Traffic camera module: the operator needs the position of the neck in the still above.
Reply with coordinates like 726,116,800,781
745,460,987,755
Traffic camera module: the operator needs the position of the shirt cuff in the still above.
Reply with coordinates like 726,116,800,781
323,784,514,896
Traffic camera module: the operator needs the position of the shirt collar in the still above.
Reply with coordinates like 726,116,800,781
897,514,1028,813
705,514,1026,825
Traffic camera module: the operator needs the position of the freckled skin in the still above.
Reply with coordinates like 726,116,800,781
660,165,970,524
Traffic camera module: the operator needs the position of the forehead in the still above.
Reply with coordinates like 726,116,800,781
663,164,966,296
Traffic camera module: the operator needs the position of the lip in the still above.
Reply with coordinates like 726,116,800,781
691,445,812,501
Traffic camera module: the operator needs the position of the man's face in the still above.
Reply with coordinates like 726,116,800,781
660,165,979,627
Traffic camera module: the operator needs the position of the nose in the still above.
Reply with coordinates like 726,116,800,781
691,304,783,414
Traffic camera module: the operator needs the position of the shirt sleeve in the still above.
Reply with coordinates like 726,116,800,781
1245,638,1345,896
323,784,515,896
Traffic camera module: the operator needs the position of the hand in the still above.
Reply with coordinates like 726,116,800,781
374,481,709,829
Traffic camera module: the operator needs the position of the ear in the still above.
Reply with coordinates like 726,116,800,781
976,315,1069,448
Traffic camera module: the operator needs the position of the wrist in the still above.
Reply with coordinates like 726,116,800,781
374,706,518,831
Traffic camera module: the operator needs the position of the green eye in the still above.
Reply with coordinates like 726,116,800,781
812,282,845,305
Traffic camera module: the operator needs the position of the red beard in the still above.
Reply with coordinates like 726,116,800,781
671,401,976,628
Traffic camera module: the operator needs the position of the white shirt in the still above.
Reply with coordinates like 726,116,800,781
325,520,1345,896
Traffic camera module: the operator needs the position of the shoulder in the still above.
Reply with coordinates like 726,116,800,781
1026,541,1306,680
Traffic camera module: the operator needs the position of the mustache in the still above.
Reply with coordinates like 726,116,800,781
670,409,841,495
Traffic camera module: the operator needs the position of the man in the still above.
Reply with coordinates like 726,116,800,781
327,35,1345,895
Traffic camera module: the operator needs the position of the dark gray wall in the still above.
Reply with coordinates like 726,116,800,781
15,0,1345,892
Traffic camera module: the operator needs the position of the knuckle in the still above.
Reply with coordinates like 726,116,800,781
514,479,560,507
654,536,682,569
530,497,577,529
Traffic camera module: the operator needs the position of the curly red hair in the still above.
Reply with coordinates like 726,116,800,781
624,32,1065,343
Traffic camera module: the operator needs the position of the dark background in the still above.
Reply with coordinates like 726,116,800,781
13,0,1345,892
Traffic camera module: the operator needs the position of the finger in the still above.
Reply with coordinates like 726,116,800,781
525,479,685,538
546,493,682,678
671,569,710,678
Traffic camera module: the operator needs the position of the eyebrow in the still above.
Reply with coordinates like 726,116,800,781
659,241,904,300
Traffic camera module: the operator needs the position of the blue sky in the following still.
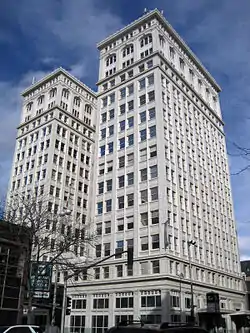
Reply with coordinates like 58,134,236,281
0,0,250,259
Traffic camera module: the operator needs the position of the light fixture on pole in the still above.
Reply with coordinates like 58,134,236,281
187,240,196,323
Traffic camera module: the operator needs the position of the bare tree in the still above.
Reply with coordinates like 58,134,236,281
0,193,95,323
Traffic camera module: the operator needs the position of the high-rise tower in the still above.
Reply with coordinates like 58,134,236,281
8,68,96,270
68,10,244,332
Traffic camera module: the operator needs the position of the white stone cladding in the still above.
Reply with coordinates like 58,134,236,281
67,10,244,330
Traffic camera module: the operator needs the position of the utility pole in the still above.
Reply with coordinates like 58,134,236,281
187,240,196,323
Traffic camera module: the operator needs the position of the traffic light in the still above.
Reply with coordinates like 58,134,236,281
127,246,134,270
66,296,72,316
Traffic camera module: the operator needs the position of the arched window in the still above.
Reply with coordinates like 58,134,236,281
106,53,116,66
62,88,69,99
85,104,92,114
37,95,44,105
74,96,81,106
49,88,57,98
122,44,134,58
140,34,152,47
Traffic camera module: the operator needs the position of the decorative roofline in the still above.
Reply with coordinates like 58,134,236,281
97,8,221,92
21,67,96,98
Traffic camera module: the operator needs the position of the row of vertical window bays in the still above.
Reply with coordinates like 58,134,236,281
26,87,92,114
68,252,242,290
68,291,191,310
99,125,156,157
96,236,235,270
100,107,156,140
24,101,92,127
97,163,231,206
17,124,91,154
102,59,223,141
70,310,197,333
20,108,94,139
96,185,232,221
99,140,231,203
102,55,154,80
96,214,237,248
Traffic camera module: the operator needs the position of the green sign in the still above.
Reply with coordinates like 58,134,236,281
30,262,52,291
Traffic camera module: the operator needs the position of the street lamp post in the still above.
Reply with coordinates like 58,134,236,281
187,240,196,323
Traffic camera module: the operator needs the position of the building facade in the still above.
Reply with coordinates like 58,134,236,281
8,68,96,274
0,220,31,326
66,10,244,331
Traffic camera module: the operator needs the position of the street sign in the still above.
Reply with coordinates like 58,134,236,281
30,262,52,298
33,291,49,298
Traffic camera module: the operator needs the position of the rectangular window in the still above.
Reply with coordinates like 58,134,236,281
139,78,146,90
148,91,155,102
150,165,158,179
149,125,156,138
109,109,115,120
106,179,112,192
128,117,134,128
128,134,134,146
119,138,125,149
151,235,160,249
117,218,124,231
127,172,134,186
147,74,154,86
117,196,124,209
140,111,147,123
139,95,146,106
119,156,125,168
100,146,105,156
95,244,102,258
141,236,148,251
140,168,148,182
128,84,134,95
106,199,112,212
103,267,109,279
116,265,123,277
128,100,134,111
101,128,106,138
103,243,110,257
141,190,148,204
127,153,134,166
97,202,103,215
120,104,126,114
140,148,147,162
108,142,114,154
109,125,114,136
148,108,155,120
118,176,125,188
150,187,158,201
120,120,125,132
127,216,134,230
101,112,107,123
140,129,147,141
151,260,160,274
151,210,159,224
141,212,148,227
91,314,109,333
149,145,157,157
127,193,134,207
98,182,104,194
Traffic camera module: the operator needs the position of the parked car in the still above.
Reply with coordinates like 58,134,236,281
0,325,43,333
107,322,207,333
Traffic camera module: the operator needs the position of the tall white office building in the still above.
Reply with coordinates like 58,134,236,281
8,68,96,264
66,10,244,332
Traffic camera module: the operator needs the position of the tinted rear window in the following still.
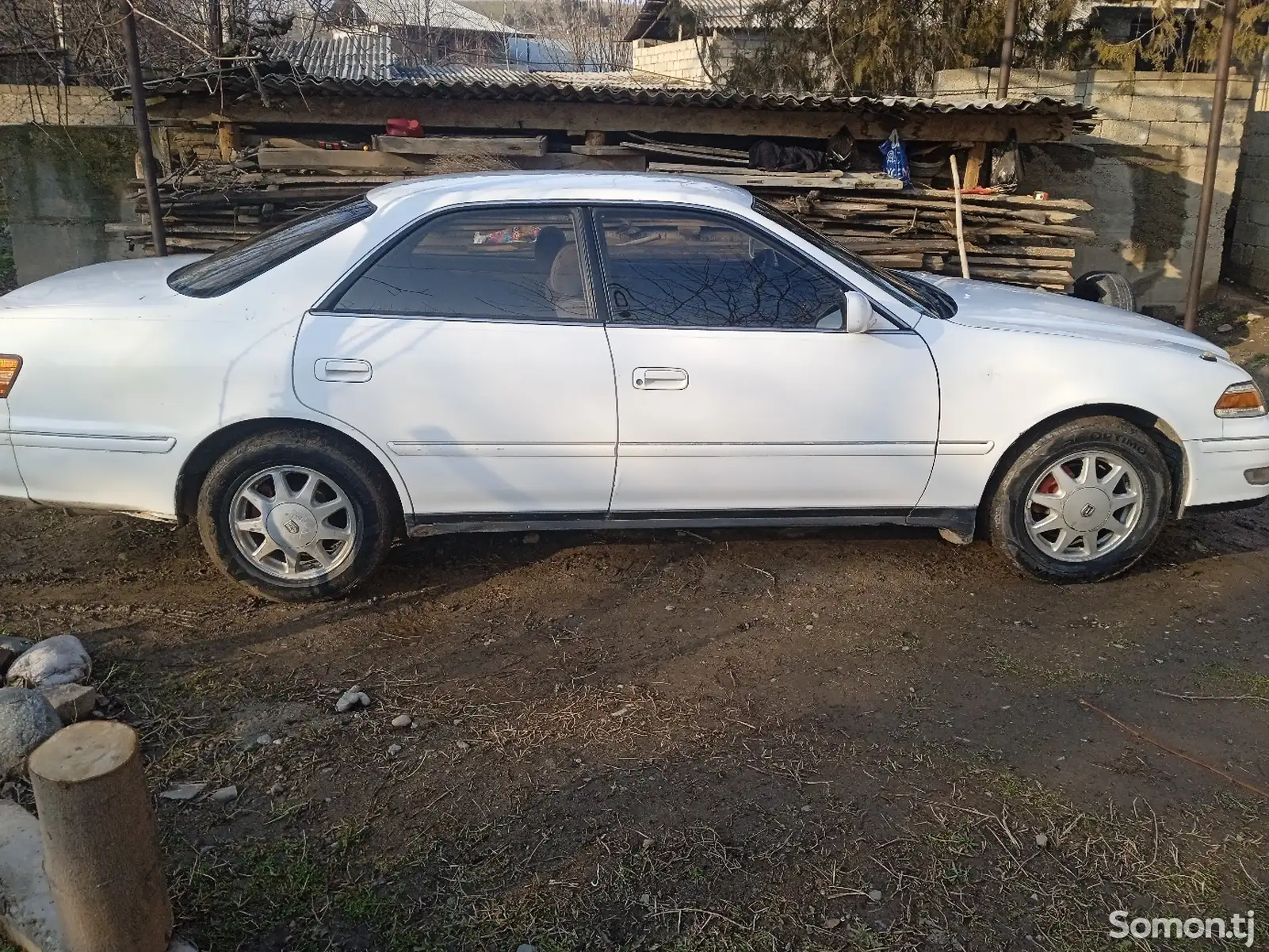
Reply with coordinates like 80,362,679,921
167,198,374,297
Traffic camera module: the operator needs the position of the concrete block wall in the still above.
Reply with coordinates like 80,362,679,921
0,84,128,126
934,68,1248,316
631,34,746,86
1225,57,1269,291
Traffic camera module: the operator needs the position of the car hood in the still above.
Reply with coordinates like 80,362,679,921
0,255,203,316
920,274,1227,357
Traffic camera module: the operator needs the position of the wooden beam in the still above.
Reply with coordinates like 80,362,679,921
568,146,638,158
154,95,1071,142
374,136,547,156
648,162,904,189
255,148,428,174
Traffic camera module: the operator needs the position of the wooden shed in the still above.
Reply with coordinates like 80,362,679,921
119,63,1094,291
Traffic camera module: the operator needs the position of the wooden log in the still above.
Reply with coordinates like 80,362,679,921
961,142,988,189
29,721,173,952
374,136,547,156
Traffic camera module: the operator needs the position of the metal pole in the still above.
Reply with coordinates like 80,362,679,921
996,0,1018,99
119,0,167,258
207,0,224,62
1185,0,1239,331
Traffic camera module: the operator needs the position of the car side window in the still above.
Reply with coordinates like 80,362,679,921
596,208,844,330
334,207,591,321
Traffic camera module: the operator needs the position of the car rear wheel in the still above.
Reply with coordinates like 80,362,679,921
198,430,393,602
991,416,1172,581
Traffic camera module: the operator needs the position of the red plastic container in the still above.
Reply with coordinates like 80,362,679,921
387,120,422,139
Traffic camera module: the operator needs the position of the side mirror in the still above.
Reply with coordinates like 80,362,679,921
843,291,877,334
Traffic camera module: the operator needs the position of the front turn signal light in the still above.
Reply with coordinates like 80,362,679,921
0,354,21,400
1216,380,1265,416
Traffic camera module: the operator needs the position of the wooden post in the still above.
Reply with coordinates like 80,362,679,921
28,721,173,952
961,142,988,192
119,0,167,258
216,122,243,162
996,0,1018,99
948,152,969,281
1184,0,1239,331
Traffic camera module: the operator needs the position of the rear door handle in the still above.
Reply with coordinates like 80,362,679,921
313,357,374,384
632,367,688,390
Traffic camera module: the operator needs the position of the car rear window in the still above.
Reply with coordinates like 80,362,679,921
167,198,374,297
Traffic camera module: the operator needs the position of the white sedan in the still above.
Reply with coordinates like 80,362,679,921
0,173,1269,600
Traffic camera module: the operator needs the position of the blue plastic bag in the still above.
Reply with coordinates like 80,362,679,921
881,129,912,188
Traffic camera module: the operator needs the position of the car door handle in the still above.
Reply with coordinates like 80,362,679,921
313,357,374,384
632,367,688,390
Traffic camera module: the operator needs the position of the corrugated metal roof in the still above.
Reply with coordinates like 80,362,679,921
273,33,396,80
340,0,519,34
625,0,766,42
131,63,1096,131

☆ ☆ ☆ ☆

### DIRECTIONS
Rewrite every line in the stretch from the line containing "container in the still above." through the end of the records, adding 24 to each coordinate number in the answers.

### EXPECTED ANSWER
Traffic camera module: the operator needs the position of the red plastic container in the still above.
Reply with coordinates like 80,362,679,921
411,144,446,163
Traffic camera module: the operator needs the position of the side mirror in the still above.
Reply with coordinates like 80,362,679,921
867,315,901,358
Traffic camera module: the operator needs the position of the front turn signal light in the still above.
Reply with coordinates like 80,362,679,921
24,378,45,424
1240,404,1289,440
Traffic camera module: the operator needs the position of the wooden post in the still above.
Reply with coordinates like 80,362,679,921
52,745,197,976
985,166,1012,216
143,24,191,282
240,146,267,186
1020,24,1042,123
972,176,993,305
1208,24,1263,355
Traffic camera module: the operator needs the position of the rear door handle in the still above.
Reply with coordinates like 80,362,679,921
337,381,398,408
656,391,712,414
Traffic camera module: the operator needs the position of the car rear window in the still above.
Reply with coordinates like 80,362,679,921
191,222,398,321
Traffic camera module: the operator needs the position of the white sedan in the still above.
Reply with coordinates like 80,362,679,921
24,197,1293,624
Traffic camera module: the operator needs the position of the blue plastic bag in the still above.
Reply with coordinates like 80,362,679,921
905,153,936,212
Traffic camera module: the operator needs the position of the car door handle in the still above.
Reply with coordinates like 80,362,679,921
337,381,398,408
656,391,712,414
Traffic camera module: the operator needs the position of the corrugated metal roof in the still above.
Reply with coordinates like 80,362,679,921
297,57,420,104
364,24,543,58
649,24,790,66
155,87,1120,155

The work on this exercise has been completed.